[Exercise objective] Could you continue the season-by-season summary of the TV series about Doris Martin from the point where it stops?

[Excerpt]

Season 1 (1968–1969)
Day portrays Doris Martin, a widowed mother of young sons Billy and Toby (Philip Brown and Todd Starke). When the series premieres, she has brought her boys home to her father's rural ranch in Mill Valley, north of San Francisco, California, after living in New York City for most of her adult life.

Other characters during this initial phase of the program include Doris's father Buck Webb (Denver Pyle) and their naïve hired ranch hand, LeRoy B. Simpson (James Hampton). Their housekeeper initially is Aggie Thompson (Fran Ryan, who left after the first 10 episodes to replace Barbara Pepper as Doris Ziffel in Green Acres). The character left without explanation and was replaced by Juanita (Naomi Stevens). Lord Nelson is also included in the opening credits cast as Lord Nelson, the family's sheepdog.

Season 2 (1969–1970)
Doris begins to commute from the ranch to San Francisco, where she starts working as an executive secretary at Today's World magazine. New workplace characters are added: McLean Stevenson (who would later leave the series to star in M*A*S*H) plays her boss, Today's World editor Michael Nicholson, who is often referred to as 'Nick' by the other magazine executives; Rose Marie plays Doris' friend Myrna Gibbons, a fellow secretary at the magazine; Paul Smith portrays Ron Harvey, the magazine's assistant-editor and Myrna's boss. Pyle, Brown, and Starke remain regular cast members, while Hampton appears in only one episode, his character now married and owning a gas station in Mill Valley. Lord Nelson still appears uncredited as the family sheepdog in most episodes this season. There is no longer any housekeeper at the ranch, and no ranch hand was hired to replace Leroy.

[Entries supplied]
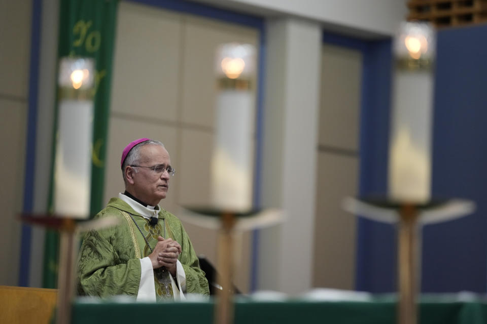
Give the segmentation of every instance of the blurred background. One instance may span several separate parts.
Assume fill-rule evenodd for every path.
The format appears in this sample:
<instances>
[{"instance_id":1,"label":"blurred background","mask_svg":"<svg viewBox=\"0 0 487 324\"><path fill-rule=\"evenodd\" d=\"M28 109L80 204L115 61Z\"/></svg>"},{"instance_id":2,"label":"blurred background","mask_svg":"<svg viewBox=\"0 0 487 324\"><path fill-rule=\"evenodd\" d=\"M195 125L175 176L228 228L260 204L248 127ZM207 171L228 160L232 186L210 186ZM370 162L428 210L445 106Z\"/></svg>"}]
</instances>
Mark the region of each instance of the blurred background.
<instances>
[{"instance_id":1,"label":"blurred background","mask_svg":"<svg viewBox=\"0 0 487 324\"><path fill-rule=\"evenodd\" d=\"M287 218L238 235L235 283L244 293L396 290L395 228L341 204L387 192L392 37L408 17L433 13L432 194L472 199L477 210L424 228L422 290L485 292L484 2L436 2L443 4L427 10L406 0L118 2L112 39L101 40L114 44L103 205L123 191L121 152L141 137L164 143L177 170L163 208L178 216L181 206L207 203L216 51L227 43L255 47L255 123L246 135L253 201ZM67 14L59 8L56 0L0 2L0 285L46 287L45 269L55 271L44 230L18 216L48 210L58 24ZM216 264L216 232L184 225L197 253Z\"/></svg>"}]
</instances>

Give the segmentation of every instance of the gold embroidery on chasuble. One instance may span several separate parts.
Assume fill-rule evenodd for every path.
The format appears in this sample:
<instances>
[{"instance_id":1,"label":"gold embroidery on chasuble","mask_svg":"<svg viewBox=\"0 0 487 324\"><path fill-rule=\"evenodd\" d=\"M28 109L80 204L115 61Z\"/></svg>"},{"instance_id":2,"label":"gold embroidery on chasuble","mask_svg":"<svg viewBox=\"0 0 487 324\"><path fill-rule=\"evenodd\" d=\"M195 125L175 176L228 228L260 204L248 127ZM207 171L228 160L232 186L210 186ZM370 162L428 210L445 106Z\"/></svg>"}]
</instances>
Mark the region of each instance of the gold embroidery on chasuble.
<instances>
[{"instance_id":1,"label":"gold embroidery on chasuble","mask_svg":"<svg viewBox=\"0 0 487 324\"><path fill-rule=\"evenodd\" d=\"M165 222L162 222L163 224L165 223ZM146 236L146 239L153 248L156 246L158 241L157 237L160 236L166 238L168 237L167 235L164 237L164 229L161 226L160 222L158 222L155 226L150 226L148 223L145 222L143 228L144 230L148 233ZM146 245L144 249L144 256L148 256L150 254L151 250L147 245ZM172 299L173 298L172 285L171 284L169 275L170 274L169 271L163 267L158 268L154 270L154 281L156 288L156 295L158 300L163 299Z\"/></svg>"}]
</instances>

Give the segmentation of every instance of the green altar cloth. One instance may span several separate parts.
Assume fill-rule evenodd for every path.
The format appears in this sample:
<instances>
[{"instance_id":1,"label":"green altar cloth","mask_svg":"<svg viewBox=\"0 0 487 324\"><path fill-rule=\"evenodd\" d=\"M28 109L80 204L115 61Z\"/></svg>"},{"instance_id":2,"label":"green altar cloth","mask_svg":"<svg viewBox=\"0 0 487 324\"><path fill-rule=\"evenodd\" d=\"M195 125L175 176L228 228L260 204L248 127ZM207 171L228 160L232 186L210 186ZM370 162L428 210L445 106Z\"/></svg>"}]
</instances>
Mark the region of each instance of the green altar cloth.
<instances>
[{"instance_id":1,"label":"green altar cloth","mask_svg":"<svg viewBox=\"0 0 487 324\"><path fill-rule=\"evenodd\" d=\"M214 303L167 302L160 303L117 304L75 303L72 323L141 322L213 323ZM396 304L373 302L259 302L239 300L235 304L235 324L393 324L396 322ZM487 323L484 301L422 301L422 324Z\"/></svg>"}]
</instances>

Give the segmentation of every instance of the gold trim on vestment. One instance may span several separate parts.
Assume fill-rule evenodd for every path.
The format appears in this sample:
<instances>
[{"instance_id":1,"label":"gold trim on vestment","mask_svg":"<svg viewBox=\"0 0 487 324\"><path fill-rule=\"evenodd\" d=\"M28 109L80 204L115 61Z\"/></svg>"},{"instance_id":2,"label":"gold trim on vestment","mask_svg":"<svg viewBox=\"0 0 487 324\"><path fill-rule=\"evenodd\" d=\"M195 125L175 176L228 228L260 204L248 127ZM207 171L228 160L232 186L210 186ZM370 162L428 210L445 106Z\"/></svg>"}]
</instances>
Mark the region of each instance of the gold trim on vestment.
<instances>
[{"instance_id":1,"label":"gold trim on vestment","mask_svg":"<svg viewBox=\"0 0 487 324\"><path fill-rule=\"evenodd\" d=\"M133 229L133 221L130 216L126 212L120 211L122 212L122 215L125 218L127 222L128 223L128 227L130 229L130 236L132 236L132 240L133 241L133 246L135 249L135 257L138 259L142 259L141 256L141 249L138 247L138 242L137 241L137 238L135 237L135 231Z\"/></svg>"}]
</instances>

[Answer to the task]
Season 3 (1970–1971)
Doris tires of the commute between her work and the ranch and relocates herself, the boys, and the dog to San Francisco, where they rent an apartment above an Italian restaurant owned and operated by married couple Louie and Angie Pallucci (Bernie Kopell and Kaye Ballard). At first Louie is angry with Angie for renting the apartment to a widow with children and a large pet, but he eventually cherishes their new tenants after Billy and Toby praise his pizza. Angie also becomes one of Doris's best friends. Doris begins writing articles for the magazine under the auspices of Mr. Harvey, the assistant editor, but is still mainly a secretary. All of the regular characters from the previous season remain, with the exception of Pyle's Buck, who appears in only two episodes; no episodes from Season 3 onward take place on his ranch. (Pyle, however, remains on the show's staff behind the scenes, serving as a frequent episode director.) Hampton's character LeRoy appears in only one episode; he now lives in Montana and travels the rodeo circuit to raise the money to buy his own ranch. In this season Doris' nemesis, Willard Jarvis (Billy De Wolfe), moves in next door, causing trouble for her and her family in a few episodes. Lord Nelson again is not included in the opening credits cast list, but appears uncredited in a handful of episodes this season.

Seasons 4–5 (1971–1973)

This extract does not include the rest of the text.